• [INSTRUCTIONS TO FOLLOW]: Revise the part of the records that opens with the line containing "row of parked" and runs through the end of the records, putting "fuel tank" in place of "storage tank" and keeping everything else the same. Leave the pictures out of your answer.

Data drawn from a collection:

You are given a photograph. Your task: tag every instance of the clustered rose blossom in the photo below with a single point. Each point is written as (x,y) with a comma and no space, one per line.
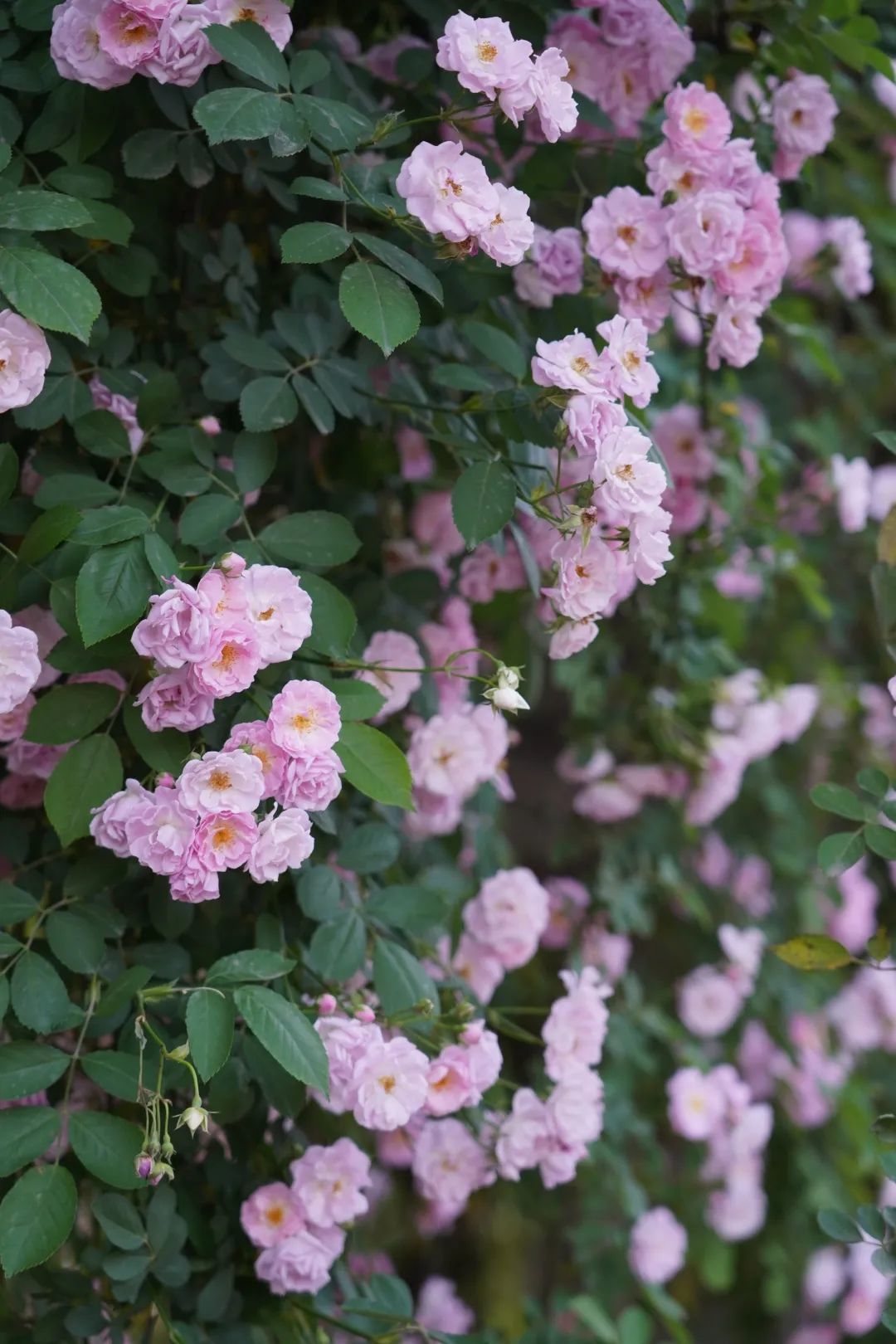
(718,1108)
(712,227)
(24,359)
(624,56)
(212,640)
(449,191)
(299,1226)
(833,249)
(488,60)
(747,724)
(106,42)
(193,828)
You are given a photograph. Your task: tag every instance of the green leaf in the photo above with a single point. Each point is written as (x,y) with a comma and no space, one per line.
(119,1220)
(336,125)
(27,1068)
(86,776)
(47,531)
(399,979)
(314,538)
(106,1146)
(39,997)
(881,840)
(483,500)
(813,952)
(112,590)
(377,304)
(15,905)
(37,1216)
(409,268)
(370,849)
(24,1135)
(268,403)
(414,908)
(32,208)
(210,1030)
(285,1034)
(75,941)
(373,765)
(49,292)
(356,699)
(254,460)
(238,114)
(314,242)
(334,619)
(149,153)
(840,851)
(499,347)
(206,520)
(113,1070)
(336,949)
(69,713)
(254,964)
(839,1226)
(249,47)
(109,524)
(835,797)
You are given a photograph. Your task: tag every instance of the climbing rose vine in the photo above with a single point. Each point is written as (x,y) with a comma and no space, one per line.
(448,617)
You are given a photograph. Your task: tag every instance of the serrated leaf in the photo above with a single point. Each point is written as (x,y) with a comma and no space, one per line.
(377,304)
(813,952)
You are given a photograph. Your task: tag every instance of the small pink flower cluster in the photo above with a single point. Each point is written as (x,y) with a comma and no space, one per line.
(212,640)
(711,997)
(657,1246)
(299,1226)
(553,265)
(747,724)
(24,359)
(850,1274)
(488,60)
(449,191)
(451,756)
(835,249)
(105,43)
(19,665)
(722,234)
(386,1082)
(718,1109)
(626,61)
(614,791)
(192,830)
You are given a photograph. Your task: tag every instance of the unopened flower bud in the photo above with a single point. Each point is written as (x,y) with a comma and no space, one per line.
(195,1118)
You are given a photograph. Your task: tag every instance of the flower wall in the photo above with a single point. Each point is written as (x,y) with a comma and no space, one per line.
(448,617)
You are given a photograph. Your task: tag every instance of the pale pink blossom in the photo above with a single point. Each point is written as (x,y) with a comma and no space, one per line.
(329,1183)
(391,1083)
(222,782)
(24,359)
(270,1214)
(657,1246)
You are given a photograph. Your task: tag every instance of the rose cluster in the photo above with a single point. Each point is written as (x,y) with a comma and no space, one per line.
(709,244)
(488,60)
(105,43)
(212,640)
(625,61)
(299,1226)
(718,1109)
(195,828)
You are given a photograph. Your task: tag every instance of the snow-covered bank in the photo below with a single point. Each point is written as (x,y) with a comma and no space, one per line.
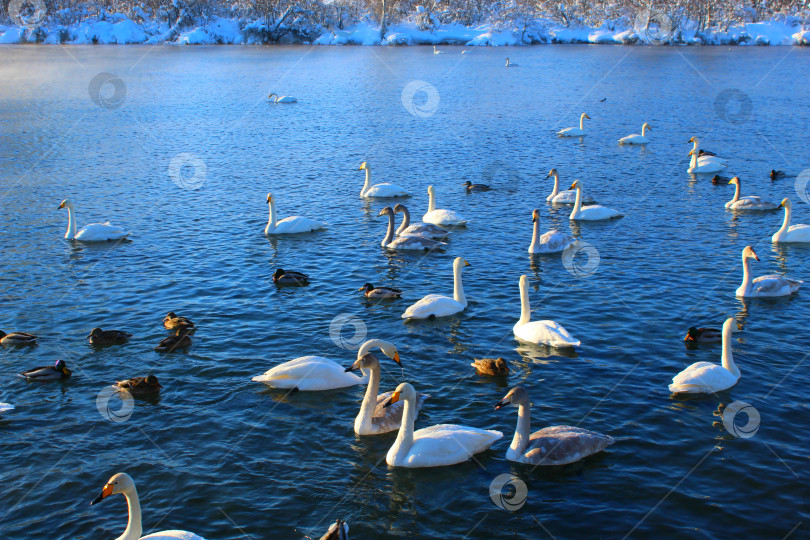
(118,29)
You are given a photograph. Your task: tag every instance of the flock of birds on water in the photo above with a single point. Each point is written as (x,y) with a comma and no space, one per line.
(396,411)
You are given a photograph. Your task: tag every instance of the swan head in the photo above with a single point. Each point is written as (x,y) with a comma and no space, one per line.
(517,396)
(748,253)
(119,483)
(403,392)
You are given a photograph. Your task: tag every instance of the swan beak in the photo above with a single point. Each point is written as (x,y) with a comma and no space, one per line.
(106,492)
(393,399)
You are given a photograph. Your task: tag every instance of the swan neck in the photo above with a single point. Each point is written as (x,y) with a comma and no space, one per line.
(406,220)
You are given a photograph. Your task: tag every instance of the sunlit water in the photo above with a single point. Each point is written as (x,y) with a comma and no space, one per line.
(222,456)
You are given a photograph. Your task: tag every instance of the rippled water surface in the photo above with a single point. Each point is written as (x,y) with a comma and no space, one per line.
(227,458)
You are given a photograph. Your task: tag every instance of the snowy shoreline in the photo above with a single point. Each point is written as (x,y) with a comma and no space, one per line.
(118,29)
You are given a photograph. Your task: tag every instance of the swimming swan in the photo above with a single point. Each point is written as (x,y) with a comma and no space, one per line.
(312,373)
(290,225)
(124,484)
(788,232)
(763,286)
(437,305)
(94,232)
(706,377)
(554,445)
(539,332)
(379,191)
(434,446)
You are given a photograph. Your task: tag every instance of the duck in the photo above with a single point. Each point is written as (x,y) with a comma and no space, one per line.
(140,385)
(470,187)
(172,322)
(550,446)
(93,232)
(568,196)
(371,291)
(490,366)
(703,335)
(552,241)
(440,216)
(417,229)
(373,418)
(437,305)
(706,377)
(592,212)
(380,191)
(434,446)
(751,202)
(123,484)
(17,338)
(635,138)
(547,332)
(791,233)
(575,132)
(281,99)
(290,278)
(47,373)
(107,337)
(763,286)
(180,340)
(406,243)
(316,373)
(289,225)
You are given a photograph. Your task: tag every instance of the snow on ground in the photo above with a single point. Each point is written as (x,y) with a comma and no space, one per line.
(116,28)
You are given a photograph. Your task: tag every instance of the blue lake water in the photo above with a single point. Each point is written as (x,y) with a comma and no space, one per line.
(225,457)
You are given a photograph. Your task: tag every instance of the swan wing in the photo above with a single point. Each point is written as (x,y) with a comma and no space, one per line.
(559,445)
(309,373)
(433,304)
(545,333)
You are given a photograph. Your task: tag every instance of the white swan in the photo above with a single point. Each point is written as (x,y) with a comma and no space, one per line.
(374,418)
(703,166)
(437,305)
(417,229)
(281,99)
(751,202)
(94,232)
(554,445)
(763,286)
(635,138)
(124,484)
(569,196)
(593,212)
(788,232)
(539,332)
(379,191)
(706,377)
(407,243)
(551,241)
(312,373)
(434,446)
(575,132)
(290,225)
(441,216)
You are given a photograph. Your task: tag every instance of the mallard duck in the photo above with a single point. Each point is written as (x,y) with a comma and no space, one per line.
(380,292)
(704,335)
(140,385)
(173,322)
(47,373)
(107,337)
(490,366)
(475,187)
(17,338)
(179,340)
(288,277)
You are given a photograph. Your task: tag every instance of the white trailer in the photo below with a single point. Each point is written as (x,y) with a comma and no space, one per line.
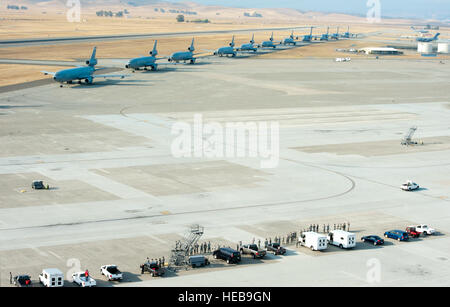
(341,238)
(313,240)
(51,278)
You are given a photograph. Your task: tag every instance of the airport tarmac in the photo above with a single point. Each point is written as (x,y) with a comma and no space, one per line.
(118,194)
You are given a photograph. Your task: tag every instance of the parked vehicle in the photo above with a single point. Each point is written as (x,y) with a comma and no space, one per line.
(83,279)
(313,240)
(341,238)
(51,278)
(276,248)
(412,232)
(228,254)
(409,186)
(375,240)
(39,185)
(425,229)
(398,235)
(22,281)
(153,268)
(111,272)
(252,249)
(198,261)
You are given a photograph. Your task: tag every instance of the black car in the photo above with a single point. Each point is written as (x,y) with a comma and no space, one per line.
(276,249)
(153,268)
(375,240)
(228,254)
(22,281)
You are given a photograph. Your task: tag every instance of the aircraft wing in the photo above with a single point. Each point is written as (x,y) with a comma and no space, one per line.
(48,73)
(109,76)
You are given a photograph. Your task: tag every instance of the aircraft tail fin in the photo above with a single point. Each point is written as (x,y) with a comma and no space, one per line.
(93,61)
(192,48)
(154,52)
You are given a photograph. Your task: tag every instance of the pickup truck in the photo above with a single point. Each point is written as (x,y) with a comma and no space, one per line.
(82,280)
(22,281)
(412,232)
(111,272)
(153,268)
(252,249)
(425,229)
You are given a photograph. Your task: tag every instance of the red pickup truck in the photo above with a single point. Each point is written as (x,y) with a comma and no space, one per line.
(412,232)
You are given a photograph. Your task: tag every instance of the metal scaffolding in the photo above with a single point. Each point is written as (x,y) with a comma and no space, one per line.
(407,139)
(180,254)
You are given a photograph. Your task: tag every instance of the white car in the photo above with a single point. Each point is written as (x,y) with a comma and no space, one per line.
(425,229)
(80,279)
(111,272)
(409,186)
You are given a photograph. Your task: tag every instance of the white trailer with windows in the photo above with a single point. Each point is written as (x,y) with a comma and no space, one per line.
(313,240)
(341,238)
(51,278)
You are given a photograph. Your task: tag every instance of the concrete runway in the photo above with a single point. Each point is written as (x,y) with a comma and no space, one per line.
(119,195)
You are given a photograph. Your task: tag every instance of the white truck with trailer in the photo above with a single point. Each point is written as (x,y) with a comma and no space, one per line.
(51,278)
(313,240)
(342,239)
(82,280)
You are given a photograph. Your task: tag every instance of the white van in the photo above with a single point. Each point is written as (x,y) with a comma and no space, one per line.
(342,238)
(51,278)
(313,240)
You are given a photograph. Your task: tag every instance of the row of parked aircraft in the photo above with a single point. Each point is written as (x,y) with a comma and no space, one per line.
(86,74)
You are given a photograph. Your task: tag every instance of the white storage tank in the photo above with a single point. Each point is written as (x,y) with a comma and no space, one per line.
(443,48)
(425,48)
(419,47)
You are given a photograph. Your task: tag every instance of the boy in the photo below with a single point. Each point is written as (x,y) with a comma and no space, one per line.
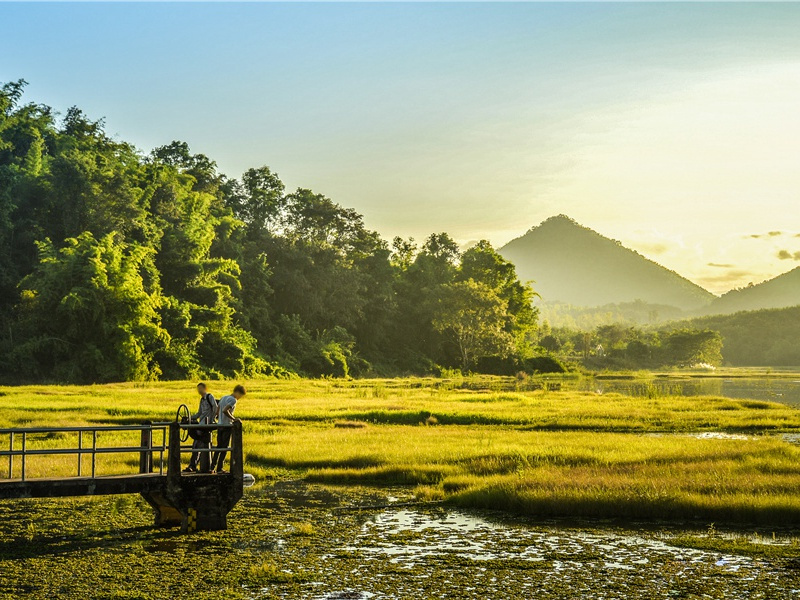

• [WRITTEN REPLY]:
You are given a photograph. Your task: tag every instance of the row of parked aircraft in the photo above with a single point. Each point is written as (x,y) with a comma and no space, one per line.
(86,74)
You are given a photograph. Your task: tag every instance of the white fuel tank in the photo above with a single point. Each point is written as (x,y) with a comma and no space, one per line.
(443,48)
(425,48)
(419,47)
You are given a photograph. Your task: tag every instance of the boy in the photo below with a single point. Each point is written as (x,y) with a comma and no space, one per line.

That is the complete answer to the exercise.